Transcribe the records exactly from the line with "image on tv" to the end, both included.

→ **RECORD EXCERPTS**
######

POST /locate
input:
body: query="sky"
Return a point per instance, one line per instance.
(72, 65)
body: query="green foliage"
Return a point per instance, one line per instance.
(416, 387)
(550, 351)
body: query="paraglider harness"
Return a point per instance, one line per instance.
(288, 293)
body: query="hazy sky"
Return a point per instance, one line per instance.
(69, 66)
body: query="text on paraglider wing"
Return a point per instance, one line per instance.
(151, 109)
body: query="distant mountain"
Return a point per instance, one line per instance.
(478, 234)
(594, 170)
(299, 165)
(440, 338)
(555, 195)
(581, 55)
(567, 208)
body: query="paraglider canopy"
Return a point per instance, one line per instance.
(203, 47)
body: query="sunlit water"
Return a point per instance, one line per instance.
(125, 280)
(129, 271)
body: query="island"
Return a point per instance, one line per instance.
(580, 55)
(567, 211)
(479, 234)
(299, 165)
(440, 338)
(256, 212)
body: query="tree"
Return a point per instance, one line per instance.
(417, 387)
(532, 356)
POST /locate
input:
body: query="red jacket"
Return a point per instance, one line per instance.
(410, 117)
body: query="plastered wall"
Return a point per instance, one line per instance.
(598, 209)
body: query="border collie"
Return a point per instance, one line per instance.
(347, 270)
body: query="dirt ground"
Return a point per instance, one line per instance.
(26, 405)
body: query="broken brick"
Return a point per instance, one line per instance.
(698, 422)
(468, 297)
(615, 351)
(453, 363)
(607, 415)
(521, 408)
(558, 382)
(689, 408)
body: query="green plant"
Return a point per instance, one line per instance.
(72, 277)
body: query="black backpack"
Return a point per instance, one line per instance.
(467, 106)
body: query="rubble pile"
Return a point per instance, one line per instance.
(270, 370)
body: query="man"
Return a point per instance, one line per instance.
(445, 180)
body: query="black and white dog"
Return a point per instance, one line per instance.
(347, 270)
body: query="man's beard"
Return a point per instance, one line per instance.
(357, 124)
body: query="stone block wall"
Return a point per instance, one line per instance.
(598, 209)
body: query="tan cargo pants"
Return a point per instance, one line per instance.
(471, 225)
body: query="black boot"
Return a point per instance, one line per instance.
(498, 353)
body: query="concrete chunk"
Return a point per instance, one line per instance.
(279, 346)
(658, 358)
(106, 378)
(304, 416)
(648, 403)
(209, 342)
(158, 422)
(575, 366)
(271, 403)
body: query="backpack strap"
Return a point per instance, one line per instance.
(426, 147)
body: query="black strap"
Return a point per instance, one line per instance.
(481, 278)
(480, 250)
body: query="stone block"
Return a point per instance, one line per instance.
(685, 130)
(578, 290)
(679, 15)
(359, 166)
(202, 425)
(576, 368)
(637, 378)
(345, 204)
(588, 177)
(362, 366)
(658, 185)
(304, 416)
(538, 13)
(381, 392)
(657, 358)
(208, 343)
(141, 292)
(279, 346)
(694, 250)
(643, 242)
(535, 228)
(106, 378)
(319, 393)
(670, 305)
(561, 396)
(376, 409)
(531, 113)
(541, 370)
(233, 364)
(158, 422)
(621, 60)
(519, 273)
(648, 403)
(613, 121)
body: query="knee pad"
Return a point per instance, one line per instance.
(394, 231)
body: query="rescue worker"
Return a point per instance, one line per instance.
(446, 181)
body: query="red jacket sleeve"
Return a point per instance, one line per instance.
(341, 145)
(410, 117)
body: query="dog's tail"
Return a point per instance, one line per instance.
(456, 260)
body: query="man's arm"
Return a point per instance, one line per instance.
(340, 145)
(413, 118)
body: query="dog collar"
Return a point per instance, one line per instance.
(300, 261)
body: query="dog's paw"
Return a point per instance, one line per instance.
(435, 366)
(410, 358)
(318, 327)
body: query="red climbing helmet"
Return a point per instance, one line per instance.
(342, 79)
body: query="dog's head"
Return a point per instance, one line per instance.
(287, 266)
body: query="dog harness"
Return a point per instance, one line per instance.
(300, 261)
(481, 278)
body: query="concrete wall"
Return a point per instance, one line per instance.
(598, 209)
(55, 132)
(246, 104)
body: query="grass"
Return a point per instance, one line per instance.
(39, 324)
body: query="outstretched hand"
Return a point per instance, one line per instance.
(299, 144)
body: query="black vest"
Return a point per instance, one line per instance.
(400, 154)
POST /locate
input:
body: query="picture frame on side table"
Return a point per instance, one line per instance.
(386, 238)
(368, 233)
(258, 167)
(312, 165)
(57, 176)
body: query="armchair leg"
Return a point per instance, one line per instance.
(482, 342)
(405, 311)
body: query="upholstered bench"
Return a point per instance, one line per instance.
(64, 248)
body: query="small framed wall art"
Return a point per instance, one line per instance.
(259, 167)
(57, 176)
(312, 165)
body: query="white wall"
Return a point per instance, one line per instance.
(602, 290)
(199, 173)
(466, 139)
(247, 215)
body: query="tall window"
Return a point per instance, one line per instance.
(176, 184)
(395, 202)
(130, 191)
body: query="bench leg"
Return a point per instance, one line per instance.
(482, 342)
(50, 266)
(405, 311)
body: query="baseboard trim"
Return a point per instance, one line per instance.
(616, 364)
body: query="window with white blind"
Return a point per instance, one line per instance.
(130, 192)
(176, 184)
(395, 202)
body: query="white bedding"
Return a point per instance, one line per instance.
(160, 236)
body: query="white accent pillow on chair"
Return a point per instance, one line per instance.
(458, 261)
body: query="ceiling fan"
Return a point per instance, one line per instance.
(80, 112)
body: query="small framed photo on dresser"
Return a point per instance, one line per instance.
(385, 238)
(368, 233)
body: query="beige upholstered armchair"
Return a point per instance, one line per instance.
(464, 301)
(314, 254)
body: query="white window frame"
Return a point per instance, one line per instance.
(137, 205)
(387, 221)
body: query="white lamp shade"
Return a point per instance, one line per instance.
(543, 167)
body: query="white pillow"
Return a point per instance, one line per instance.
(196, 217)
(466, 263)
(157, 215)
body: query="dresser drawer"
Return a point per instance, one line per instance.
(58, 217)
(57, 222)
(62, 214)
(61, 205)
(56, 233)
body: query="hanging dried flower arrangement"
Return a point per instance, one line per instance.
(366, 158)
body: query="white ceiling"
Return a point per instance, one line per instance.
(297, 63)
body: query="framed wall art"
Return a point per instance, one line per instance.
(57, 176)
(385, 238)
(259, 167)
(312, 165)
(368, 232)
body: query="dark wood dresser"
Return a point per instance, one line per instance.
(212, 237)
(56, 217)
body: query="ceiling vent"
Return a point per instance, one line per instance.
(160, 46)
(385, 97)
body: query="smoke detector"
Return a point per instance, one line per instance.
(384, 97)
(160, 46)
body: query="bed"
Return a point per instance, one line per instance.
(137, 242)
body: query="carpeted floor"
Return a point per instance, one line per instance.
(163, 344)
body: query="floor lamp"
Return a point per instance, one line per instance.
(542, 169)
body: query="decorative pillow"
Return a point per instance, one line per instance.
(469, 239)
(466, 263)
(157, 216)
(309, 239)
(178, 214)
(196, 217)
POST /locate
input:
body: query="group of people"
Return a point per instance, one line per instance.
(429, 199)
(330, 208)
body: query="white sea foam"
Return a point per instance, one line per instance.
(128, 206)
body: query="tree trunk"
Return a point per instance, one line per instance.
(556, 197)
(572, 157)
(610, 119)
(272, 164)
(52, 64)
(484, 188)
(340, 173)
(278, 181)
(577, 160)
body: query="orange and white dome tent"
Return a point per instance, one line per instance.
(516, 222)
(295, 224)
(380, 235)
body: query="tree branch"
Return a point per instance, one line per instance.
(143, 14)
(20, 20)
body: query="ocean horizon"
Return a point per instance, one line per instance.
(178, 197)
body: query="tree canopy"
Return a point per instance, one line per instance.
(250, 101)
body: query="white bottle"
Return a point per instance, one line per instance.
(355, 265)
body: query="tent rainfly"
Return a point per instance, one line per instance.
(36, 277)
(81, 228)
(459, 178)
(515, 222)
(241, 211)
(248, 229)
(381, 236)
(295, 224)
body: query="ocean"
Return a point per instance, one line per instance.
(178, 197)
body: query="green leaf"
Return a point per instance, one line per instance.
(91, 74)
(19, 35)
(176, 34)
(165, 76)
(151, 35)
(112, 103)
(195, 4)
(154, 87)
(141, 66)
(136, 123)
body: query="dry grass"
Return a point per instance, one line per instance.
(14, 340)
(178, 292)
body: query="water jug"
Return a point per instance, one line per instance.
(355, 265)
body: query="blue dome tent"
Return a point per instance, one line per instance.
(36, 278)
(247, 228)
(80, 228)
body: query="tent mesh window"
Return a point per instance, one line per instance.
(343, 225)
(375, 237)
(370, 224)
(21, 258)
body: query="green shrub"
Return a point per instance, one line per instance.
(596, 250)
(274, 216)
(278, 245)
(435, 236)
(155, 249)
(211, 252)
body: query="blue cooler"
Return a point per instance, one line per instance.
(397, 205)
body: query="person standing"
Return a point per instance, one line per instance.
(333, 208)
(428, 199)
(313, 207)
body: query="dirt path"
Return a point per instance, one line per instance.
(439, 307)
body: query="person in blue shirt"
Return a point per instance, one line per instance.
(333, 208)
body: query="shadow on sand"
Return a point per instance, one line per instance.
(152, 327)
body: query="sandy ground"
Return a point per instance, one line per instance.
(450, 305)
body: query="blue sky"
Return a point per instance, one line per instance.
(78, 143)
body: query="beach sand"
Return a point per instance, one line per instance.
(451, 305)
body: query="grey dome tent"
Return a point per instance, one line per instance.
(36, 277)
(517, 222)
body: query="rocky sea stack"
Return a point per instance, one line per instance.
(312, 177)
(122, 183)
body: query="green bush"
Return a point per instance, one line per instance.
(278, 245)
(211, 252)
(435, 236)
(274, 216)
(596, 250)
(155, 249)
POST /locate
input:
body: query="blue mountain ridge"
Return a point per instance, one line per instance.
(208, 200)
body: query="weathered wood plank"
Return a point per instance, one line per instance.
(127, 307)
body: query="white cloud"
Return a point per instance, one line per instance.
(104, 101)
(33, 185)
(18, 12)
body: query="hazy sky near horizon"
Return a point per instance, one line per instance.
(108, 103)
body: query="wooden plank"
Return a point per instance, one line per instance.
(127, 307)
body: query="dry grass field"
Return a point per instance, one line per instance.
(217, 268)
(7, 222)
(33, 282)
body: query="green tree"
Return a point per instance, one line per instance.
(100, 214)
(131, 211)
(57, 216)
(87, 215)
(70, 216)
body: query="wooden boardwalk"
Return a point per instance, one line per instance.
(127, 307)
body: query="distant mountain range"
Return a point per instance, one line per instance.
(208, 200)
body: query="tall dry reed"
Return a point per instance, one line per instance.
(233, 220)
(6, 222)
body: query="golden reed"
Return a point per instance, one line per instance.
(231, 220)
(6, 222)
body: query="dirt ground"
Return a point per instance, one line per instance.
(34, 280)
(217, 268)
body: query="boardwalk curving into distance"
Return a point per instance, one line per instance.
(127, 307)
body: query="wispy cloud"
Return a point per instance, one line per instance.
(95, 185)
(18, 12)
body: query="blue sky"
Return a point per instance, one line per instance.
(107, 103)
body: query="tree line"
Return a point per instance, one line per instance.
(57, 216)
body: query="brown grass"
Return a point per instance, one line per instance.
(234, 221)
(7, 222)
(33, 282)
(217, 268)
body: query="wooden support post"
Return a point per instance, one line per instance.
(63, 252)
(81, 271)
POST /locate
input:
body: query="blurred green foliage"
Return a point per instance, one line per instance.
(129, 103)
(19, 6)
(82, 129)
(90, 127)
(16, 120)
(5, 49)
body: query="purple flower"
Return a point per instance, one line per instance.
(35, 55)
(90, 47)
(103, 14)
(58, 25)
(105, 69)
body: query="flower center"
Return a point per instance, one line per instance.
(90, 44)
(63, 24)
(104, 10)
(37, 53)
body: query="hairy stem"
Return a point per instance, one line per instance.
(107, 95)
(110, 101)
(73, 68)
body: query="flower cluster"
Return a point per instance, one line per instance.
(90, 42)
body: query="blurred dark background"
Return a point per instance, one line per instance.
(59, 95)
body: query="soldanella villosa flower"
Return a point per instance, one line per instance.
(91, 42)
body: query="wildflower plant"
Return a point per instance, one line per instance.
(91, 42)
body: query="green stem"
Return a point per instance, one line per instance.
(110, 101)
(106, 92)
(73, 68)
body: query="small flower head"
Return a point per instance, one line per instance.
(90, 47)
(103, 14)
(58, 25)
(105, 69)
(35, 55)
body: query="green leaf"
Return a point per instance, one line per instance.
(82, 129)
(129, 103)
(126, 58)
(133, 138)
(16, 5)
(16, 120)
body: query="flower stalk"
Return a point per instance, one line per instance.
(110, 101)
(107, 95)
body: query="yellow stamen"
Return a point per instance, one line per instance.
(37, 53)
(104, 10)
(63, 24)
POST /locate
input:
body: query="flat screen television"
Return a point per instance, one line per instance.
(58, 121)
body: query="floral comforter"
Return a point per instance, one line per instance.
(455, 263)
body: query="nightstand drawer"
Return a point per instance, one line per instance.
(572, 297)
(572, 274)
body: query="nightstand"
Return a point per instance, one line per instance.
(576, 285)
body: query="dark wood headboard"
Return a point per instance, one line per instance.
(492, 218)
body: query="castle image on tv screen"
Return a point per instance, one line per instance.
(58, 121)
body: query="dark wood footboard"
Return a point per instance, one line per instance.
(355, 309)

######

→ **COMPLETE OUTPUT**
body: query="castle image on tv screen"
Return a point per instance, one line per instance.
(58, 121)
body: query="dark wood footboard"
Return a point per instance, one line per instance.
(355, 309)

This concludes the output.